**Given problem 1:** In the encryption-security passage below, translate this sentence into Spanish: "The challenger knows both the public and private keys."
**Given problem 2:** Continue the encryption-security passage below, picking up right after its final step.

**Selection:**

------------------------------------------------------------------------

To keep it general, an encryption scheme will have a key generation algorithm $KG$, which will generate a key pair $K_E$, $K_D$, an encryption algorithm $E$ and a decryption algorithm $D$. Encryption is always revertible, but the encryption and decryption key can be different (covering public key crypto): $D(K_D, E(K_E, M))=M$.

The key ($K_E,K_D)$ is a pair, also known as a [public/private] key pair. It consist of a public part $K_E$, known as the public key, used for encryption; and a secret part $K_D$, known as the private key, used for decryption. The challenger knows both the public and private keys. The adversary only knows the public key.

*IND-CPA: INDistinguishability under Chosen Plaintext Attack

In words: the adversary generates two messages of equal length. The challenger decides, randomly, to encrypt one of them. The adversary tries to guess which of the messages was encrypted.

Algorithm:

  1. Challenger: $K_E, K_D$ = KG(security parameter)
  2. Adversary: $m_0, m_1 = $ choose two messages of the same length. Send $m_0,m_1$ to the challenger. Perform additional operations in polynomial time including calls to the encryption oracle.
  3. Challenger: $b=$ randomly choose between 0 and 1
  4. Challenger: $C:=E(K_E, m_b)$. Send $C$ to the adversary.

------------------------------------------------------------------------

**Data shown:**
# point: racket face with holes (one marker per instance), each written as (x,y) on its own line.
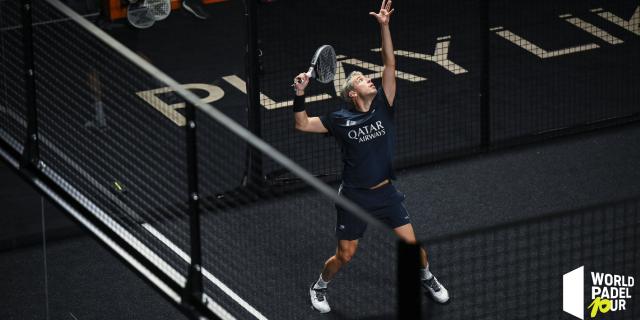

------------------------------------------------------------------------

**Expected output 1:** El retador conoce tanto la clave pública como la clave privada.

**Expected output 2:**
  5. Adversary: perform additional operations in polynomial time including calls to the encryption oracle. Output $guess$.
  6. If $guess=b$, the adversary wins

Further comment: the main concept introduced by this scenario is the polynomial bound. Now, our expectations from crypto are weakened from probability of winning is negligible to probability of winning within a reasonable timeframe is negligible. The restriction for the messages to be of the same length aims to prevent the adversary to trivially win the game by just comparing the length of the ciphertexts. However, this requirement is too weak, especially because it assumes only a single interaction between the adversary and the challenger.

IND-CCA1: INDistinguishability under Chosen Ciphertext Attack

In words: the target of the game is the same as in IND-CPA. The adversary has an additional capability: to call an encryption or decryption oracle. That means: the adversary can encrypt or decrypt arbitrary messages before obtaining the challenge ciphertext.

Algorithm:

  1. Challenger: $K_E, K_D$ = KG(security parameter)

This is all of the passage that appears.